* **Page excerpt**
▬▬▬▬▬▬▬▬▬▬

Add test for broken WAL delta after stream records abort by timvisee · Pull Request #7787 · qdrant/qdrant

timvisee · 2025-12-16T10:32:14Z

Fixed by #7791

Aborting a stream records (or other) transfer may break future WAL delta transfers.

This PR adds a test to reproduce the problematic behavior.

Specifically, any new updates coming in during a stream records (or other) transfer may bump the last seen clocks. This also happens on the node that is receiving the transfer. If we abort the stream records transfer, the last seen clocks may have jumped over a huge gap. A follow up WAL delta transfer will only transfer changes since the last seen clocks, missing a huge set of changes in that jump.

▬▬▬▬▬▬▬▬▬▬

* **Dataset excerpt**

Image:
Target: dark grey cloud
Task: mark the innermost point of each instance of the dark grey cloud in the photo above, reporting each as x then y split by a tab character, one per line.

▬▬▬▬▬▬▬▬▬▬

* **Requirement**
Answer these questions about the qdrant pull request above:
1. Which pull request fixed the problem?
2. What does this pull request add?
3. Which changes does a follow-up WAL delta transfer send?

* **Exercise result**
1. #7791
2. A test to reproduce the problematic behavior.
3. Only the changes since the last seen clocks.